# Written task 1
Answer these questions using the post on Flavel's Keeping the Heart.
(a) How old is the book that the two friends are reading together?
(b) With what does every class begin each day?
(c) With what three things does the writer say the heart needs to be in tune?
# Written task 2
Extract from the post on Flavel's Keeping the Heart, word for word, the part that opens with the words containing "My heart needs" and closes with "deeper and truer.".

── Extract provided

“[A] gracious heart is like a musical instrument, which though it be exactly tuned, a small matter brings it out of tune again; yea, hand it aside but a little, and it will need setting again before another lesson can be played upon it.”
John Flavel, Keeping the Heart
“Keep your heart with all vigilance, for from it flow the springs of life.”
My friend Hannah and I are reading a 350 year-old book together. It’s called Keeping the Heart and it’s by a Puritan pastor named John Flavel. As we sat recently, musing and quoting our starred, favorite lines, Hannah made a very resonant connection.
“You should write that up,” I said. The rest of this post is what she wrote, only slightly fine-tuned.
“[A] gracious heart is like a musical instrument, which though it be exactly tuned, a small matter brings it out of tune again; yea, hand it aside but a little, and it will need setting again before another lesson can be played upon it. If gracious hearts are in a desirable frame in one duty, yet how dull, dead, and disordered when they come to another!”
Being an orchestra teacher, Flavel’s analogy instantly struck a chord.
Every day, every class begins with tuning. Some days it is a quick and easy process to tune an instrument. Other days it takes half a class period. And some days we tune at the beginning of the class period, only for someone’s instrument to slip out of tune at a few minutes into rehearsal.
The comparison is obvious: Simply put, my heart- mind, will, and emotions- need to be brought into correct alignment with God’s will and ways.
My heart needs to be in tune with His Word, His ways, His character – with the truth. But my heart is affected by matters both great and small, within myself and around me, that bring me out of alignment.
My heart, like my students’ instruments, must be constantly realigned and adjusted and reset.
Upon my first reading of Flavel’s analogy, that was as far as the connection went. But when I read it again, I thought about the time period in which Flavel lived. Suddenly his analogy ran deeper and truer.

────
── Data segment

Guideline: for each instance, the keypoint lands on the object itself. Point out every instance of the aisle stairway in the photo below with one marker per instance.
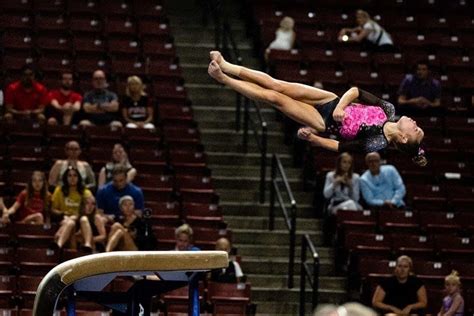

────

# Output 1
(a) It is 350 years old.
(b) Every class begins with tuning.
(c) With His Word, His ways, and His character, that is, with the truth.

# Output 2
My heart needs to be in tune with His Word, His ways, His character – with the truth. But my heart is affected by matters both great and small, within myself and around me, that bring me out of alignment.
My heart, like my students’ instruments, must be constantly realigned and adjusted and reset.
Upon my first reading of Flavel’s analogy, that was as far as the connection went. But when I read it again, I thought about the time period in which Flavel lived. Suddenly his analogy ran deeper and truer.